Leave out the images and output the records word for word.

= = = = =

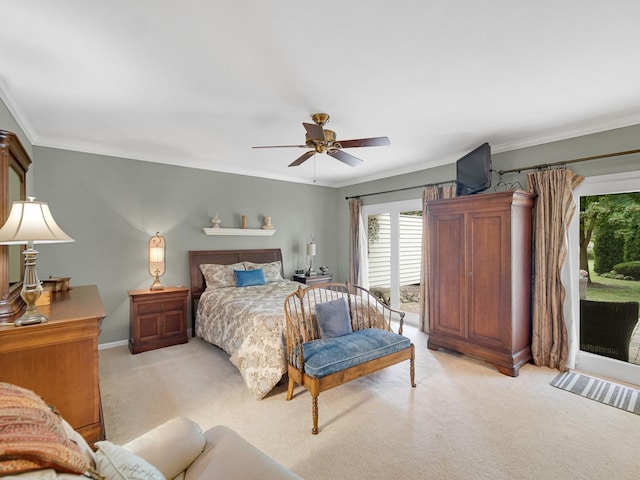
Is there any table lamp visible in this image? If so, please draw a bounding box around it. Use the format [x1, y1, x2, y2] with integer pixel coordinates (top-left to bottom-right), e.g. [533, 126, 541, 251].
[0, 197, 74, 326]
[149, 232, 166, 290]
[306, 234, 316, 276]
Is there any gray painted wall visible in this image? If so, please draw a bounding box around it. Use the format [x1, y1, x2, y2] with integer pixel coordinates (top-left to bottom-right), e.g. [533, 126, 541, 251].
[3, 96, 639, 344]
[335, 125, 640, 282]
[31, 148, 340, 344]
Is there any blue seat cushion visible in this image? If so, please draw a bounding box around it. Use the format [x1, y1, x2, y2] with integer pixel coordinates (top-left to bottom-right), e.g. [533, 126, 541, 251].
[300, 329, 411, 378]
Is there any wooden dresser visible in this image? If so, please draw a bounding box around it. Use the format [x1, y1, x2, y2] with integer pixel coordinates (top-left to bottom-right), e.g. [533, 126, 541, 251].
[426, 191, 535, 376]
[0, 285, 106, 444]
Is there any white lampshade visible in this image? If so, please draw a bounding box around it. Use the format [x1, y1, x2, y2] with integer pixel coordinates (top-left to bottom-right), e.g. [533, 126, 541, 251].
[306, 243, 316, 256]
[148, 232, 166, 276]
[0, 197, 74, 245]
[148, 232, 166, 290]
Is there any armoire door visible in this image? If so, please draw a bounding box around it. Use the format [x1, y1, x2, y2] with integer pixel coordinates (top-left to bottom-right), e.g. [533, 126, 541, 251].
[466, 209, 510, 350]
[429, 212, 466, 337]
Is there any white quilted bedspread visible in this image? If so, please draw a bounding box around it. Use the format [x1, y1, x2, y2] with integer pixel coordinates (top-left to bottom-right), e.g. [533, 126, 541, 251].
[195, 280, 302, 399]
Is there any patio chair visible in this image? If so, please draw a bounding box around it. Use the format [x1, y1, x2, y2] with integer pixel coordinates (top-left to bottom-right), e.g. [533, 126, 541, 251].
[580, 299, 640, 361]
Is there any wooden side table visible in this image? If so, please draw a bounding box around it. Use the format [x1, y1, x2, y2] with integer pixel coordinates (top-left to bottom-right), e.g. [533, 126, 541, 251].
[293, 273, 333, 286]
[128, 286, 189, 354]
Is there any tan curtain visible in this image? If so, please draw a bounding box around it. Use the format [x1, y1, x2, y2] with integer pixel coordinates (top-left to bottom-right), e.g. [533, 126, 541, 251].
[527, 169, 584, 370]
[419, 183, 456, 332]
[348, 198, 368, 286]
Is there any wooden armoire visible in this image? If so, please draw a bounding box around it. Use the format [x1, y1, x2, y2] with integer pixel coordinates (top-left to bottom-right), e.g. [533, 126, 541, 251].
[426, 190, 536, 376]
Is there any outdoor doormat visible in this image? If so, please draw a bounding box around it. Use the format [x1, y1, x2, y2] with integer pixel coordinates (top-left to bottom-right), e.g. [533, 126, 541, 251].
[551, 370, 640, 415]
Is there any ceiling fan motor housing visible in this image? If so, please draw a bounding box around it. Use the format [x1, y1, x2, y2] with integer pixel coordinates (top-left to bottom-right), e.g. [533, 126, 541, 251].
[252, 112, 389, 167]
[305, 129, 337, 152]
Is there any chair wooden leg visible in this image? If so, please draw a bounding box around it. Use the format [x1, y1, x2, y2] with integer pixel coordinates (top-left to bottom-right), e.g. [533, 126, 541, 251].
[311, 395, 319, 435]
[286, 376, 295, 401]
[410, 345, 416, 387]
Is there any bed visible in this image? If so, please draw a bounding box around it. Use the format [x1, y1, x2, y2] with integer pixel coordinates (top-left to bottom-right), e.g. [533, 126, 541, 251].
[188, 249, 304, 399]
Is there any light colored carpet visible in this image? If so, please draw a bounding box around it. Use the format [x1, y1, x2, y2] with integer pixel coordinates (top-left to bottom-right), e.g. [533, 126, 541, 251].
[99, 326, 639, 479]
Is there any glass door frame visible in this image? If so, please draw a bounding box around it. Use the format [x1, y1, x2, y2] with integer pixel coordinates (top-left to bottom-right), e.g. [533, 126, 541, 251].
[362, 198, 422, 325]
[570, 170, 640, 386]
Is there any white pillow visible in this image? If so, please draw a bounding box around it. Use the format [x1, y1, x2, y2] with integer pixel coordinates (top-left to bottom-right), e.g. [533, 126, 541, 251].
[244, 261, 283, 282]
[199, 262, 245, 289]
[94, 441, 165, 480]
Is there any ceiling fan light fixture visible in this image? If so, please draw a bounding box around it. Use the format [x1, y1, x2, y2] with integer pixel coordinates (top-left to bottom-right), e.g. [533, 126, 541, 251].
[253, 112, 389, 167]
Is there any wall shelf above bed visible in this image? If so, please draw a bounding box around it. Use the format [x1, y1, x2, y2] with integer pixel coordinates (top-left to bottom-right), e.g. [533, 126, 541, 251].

= = = = =

* _TASK RESPONSE_:
Is there any table lamp visible in this image? If so, please draw a bounding box around it. Use the format [x1, y1, x2, y2] with integer pixel coordinates (top-left to bottom-right), e.g. [533, 126, 541, 251].
[0, 197, 74, 326]
[149, 232, 166, 290]
[306, 234, 316, 276]
Is there any gray painted wall visible in this image? If so, please draw a bounding box around it. Use the format [x1, y1, x2, y2] with integer pixel coordinates (top-left to bottom-right), e.g. [533, 126, 541, 251].
[3, 96, 639, 344]
[335, 125, 640, 282]
[31, 148, 340, 344]
Is there any blue seat cushion visible in this image? If so, please draw a bounding box around it. Use the format [x1, y1, x2, y2] with integer pixel coordinates (top-left to bottom-right), e.g. [533, 126, 541, 251].
[300, 329, 411, 378]
Is there any wooden dresser visible in this image? If so, please draw a bounding box around it. Use the format [x1, y1, x2, y2] with integer pixel coordinates (top-left to bottom-right), e.g. [533, 126, 541, 251].
[426, 191, 535, 376]
[0, 285, 106, 444]
Is there any white lampshade visible in this image? If so, please draw a bounding box around it. Use the format [x1, y1, x2, y2] with integer pixel coordinates (top-left to bottom-right), e.g. [533, 126, 541, 251].
[306, 243, 316, 256]
[148, 232, 166, 276]
[0, 197, 74, 245]
[148, 232, 166, 290]
Is there any armoire door visible in this image? If so, please draw a bounding box around it. Use the format [x1, y1, x2, y2] with integer pixel coordinates (top-left to bottom-right), e.g. [533, 126, 541, 251].
[466, 209, 510, 350]
[429, 212, 466, 337]
Is there any white quilted bedspread visible in this image? If so, please draw a bounding box around it. Use the format [x1, y1, x2, y2] with integer pixel coordinates (top-left to bottom-right), e.g. [533, 126, 541, 251].
[195, 280, 302, 399]
Is there any patio chair visible in this image? If so, please draw a bounding box around it. Use the format [x1, y1, x2, y2] with integer pixel coordinates (top-left to bottom-right), e.g. [533, 126, 541, 251].
[580, 299, 640, 361]
Is there any wooden side table visible in this image? If so, please draw a bounding box around it. Use the format [x1, y1, x2, y2] with integer pixel coordinates (top-left to bottom-right), e.g. [533, 126, 541, 251].
[293, 273, 333, 286]
[128, 286, 189, 354]
Is there any tan curtain visible in this image? If so, please draw a bounding box around it. Use the format [x1, y1, x2, y2] with integer pixel coordinates (top-left to bottom-right), e.g. [533, 126, 541, 251].
[527, 169, 584, 370]
[419, 183, 456, 332]
[348, 198, 368, 286]
Is there any wooden armoire visible in this image? If so, please draw a bounding box around it. Use the format [x1, y1, x2, y2] with integer pixel coordinates (top-left to bottom-right), e.g. [533, 126, 541, 251].
[426, 190, 536, 376]
Is there any outdoor doormat visible in this image? If so, please draw a bounding box around it. Use the format [x1, y1, x2, y2] with integer pixel coordinates (top-left to bottom-right), e.g. [533, 126, 541, 251].
[551, 370, 640, 415]
Is there any ceiling fan motor housing visible in this image? If so, please draw a bounding box around it. Use the format [x1, y1, x2, y2] with integer pixel coordinates (top-left to bottom-right), e.g. [533, 126, 541, 251].
[252, 112, 389, 167]
[305, 129, 337, 152]
Is there any chair wooden leg visible in this image? If so, please draw a bounding box around it. Use the format [x1, y1, x2, y2] with integer pixel coordinates (top-left to bottom-right), e.g. [533, 126, 541, 251].
[311, 395, 319, 435]
[286, 376, 295, 401]
[410, 345, 416, 387]
Is there any bed visible in this image? If so, please draw a bounding box around it. Use the format [x1, y1, x2, y2] with integer pixel coordinates (top-left to bottom-right), e.g. [533, 126, 541, 251].
[188, 249, 304, 399]
Is there any light colored carpet visible in this image? If so, please draw a bounding box around it. Use the format [x1, y1, x2, y2] with integer pixel coordinates (top-left to bottom-right), e.g. [533, 126, 541, 251].
[99, 326, 639, 479]
Is there any glass door frame visible in this image? If so, please draw a bounding box around it. Use the format [x1, y1, x2, y2] with integer pixel coordinates (top-left to bottom-right), e.g. [533, 126, 541, 251].
[362, 198, 422, 325]
[570, 170, 640, 386]
Is there any white pillow visible in this image? If so, please draw a bounding box around it. Use the format [x1, y1, x2, y2] with integer pixel coordinates (top-left to bottom-right), e.g. [533, 126, 541, 251].
[244, 261, 283, 282]
[199, 262, 245, 289]
[94, 441, 165, 480]
Is there any ceiling fan light fixture visible in this image? If so, please draw a bounding box around it. Use the format [x1, y1, x2, y2] with integer pixel coordinates (top-left to bottom-right), e.g. [533, 126, 541, 251].
[253, 112, 389, 167]
Is there any wall shelf above bed visible in this image? If so, please draw a bounding box around it. Use the format [x1, y1, x2, y2] with integer pixel coordinates (top-left to bottom-right), e.g. [533, 126, 541, 251].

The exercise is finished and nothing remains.